DIRECTIONS FOR THIS TASK: Carry on the article about the Sans Beast bag brand below, picking up after its final paragraph.

═══ SOURCE DOCUMENT

Caring for Our Planet
The cruelty-free, ethical focus of the brand is front and centre. “The first and major point is that we don’t use animals as building blocks. No animal fibres or materials, and no animal based glues. We also work with manufacturers who I’ve worked with for over 14 years, who I trust, have visited many, many times, and whom I know adhere to audits, worker codes of conduct and paying their staff above regional awards. We moved the majority of our poly bags to soluble bags a year ago (from a company called Hydroplast). Each order is wrapped in an undyed, recycled cotton dust bag and then in soy printed, tissue paper made from the pulp from FSC plantations. Then, for online orders we send them in recycled and recyclable boxes that we seal with water activated paper tape.”
“Irrespective of bottom line profit growth, we also donate from every purchase to Edgar’s Mission, an animal sanctuary in Lancefield, Victoria. We have so much more to do, and the road sometimes seems daunting, particularly when I speak to peers in the industry about all the great initiatives larger retailers are doing. However I focus on doing what we can with our resources, both as a self funded brand and with a very small (but mighty) team.”
This strong ethical focus informs the aesthetic design of Sans Beast bags. Says Cathryn: “Designing bags that are classic in nature versus jumping on every passing trend is important to us. We do have an aesthetic point of view and I’m not suggesting we live outside of the trend sphere, but we aim to make each piece season-less, functional, good looking and robust.”
It’s important to be proud of what you produce and Wills does admit to having her personal design favourites. “The Reader Satchel is our most popular design, closely followed by The Bandolier and a handful of other styles that continue to resonate with our growing community. Petite Smuggler is probably one of my favourites. It’s got our signature, luggage inspired handmade handle on it, bringing a twist to the typical cross body bum bag. It brings a bit of utilitarian styling to both dressed up and casual looks. My style veers more towards androgynous than pretty, so I aim for all of our styles to speak this language.”

══════
═══ DATA LISTING

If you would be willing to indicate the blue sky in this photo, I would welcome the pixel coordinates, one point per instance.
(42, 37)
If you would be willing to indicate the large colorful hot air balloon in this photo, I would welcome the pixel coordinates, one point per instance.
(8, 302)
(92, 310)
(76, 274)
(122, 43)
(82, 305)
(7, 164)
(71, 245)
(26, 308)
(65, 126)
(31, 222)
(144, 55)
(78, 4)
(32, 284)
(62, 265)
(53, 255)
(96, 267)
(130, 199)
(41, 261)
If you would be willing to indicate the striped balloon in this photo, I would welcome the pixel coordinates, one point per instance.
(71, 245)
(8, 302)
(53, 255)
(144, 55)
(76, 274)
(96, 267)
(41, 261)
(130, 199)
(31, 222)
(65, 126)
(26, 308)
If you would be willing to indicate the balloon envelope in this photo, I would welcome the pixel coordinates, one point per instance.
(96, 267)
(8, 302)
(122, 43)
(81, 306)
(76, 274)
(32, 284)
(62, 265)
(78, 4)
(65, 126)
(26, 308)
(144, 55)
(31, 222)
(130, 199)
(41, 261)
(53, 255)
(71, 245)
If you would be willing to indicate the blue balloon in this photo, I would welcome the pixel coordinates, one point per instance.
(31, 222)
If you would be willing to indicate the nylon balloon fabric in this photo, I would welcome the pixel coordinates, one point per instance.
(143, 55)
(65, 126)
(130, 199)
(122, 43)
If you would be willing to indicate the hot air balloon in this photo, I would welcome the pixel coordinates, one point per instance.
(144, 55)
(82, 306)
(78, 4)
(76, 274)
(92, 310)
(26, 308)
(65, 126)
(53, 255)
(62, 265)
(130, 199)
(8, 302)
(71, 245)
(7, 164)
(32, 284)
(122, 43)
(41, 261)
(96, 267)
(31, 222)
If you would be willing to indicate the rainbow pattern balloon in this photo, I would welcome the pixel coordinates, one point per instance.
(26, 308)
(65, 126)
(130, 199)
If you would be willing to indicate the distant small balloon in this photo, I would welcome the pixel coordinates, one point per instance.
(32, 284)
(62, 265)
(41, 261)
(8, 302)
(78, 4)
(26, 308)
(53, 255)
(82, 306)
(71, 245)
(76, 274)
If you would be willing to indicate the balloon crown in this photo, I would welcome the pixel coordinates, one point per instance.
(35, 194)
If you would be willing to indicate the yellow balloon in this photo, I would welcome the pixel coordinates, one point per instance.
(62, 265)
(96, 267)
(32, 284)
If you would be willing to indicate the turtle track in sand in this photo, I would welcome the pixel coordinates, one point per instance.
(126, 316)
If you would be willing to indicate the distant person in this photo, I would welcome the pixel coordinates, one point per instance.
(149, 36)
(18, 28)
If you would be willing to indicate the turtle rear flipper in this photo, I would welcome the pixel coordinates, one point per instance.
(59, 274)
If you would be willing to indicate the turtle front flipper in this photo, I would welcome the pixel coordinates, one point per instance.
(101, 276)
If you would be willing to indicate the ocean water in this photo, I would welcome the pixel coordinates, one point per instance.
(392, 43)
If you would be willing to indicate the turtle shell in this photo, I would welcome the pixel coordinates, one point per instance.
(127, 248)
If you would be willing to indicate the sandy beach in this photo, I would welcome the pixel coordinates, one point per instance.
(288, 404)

══════

RESULT:
Moving forward, Wills is resolute in her opposition to accepting the status quo. “Adversity builds innovation is the mantra we’re going with. Overall, 2020 has been a momentous year. There has been much tragedy and hardship, however, there has also been a real awakening that’s occurred through the pain, with many of us thinking more deeply…offering more empathy to our fellow earthlings and generally becoming more cognisant of our life choices. That’s the upside I’m wanting to focus on.”
Speaking positively during these Covid-19 days, Wills is able to project the future direction for her cruelty free brand. “I’m focusing on building our capacity to continue in business through the toughest chapter in retail history.” Her plan is to grow the team slowly but surely and extend into other areas she’s passionate about, such as vegan apparel and shoes.
That vision includes having a Sans Beast destination store somewhere, sometime and ultimately, continuing to use “our privilege and platform to inspire change for the better.”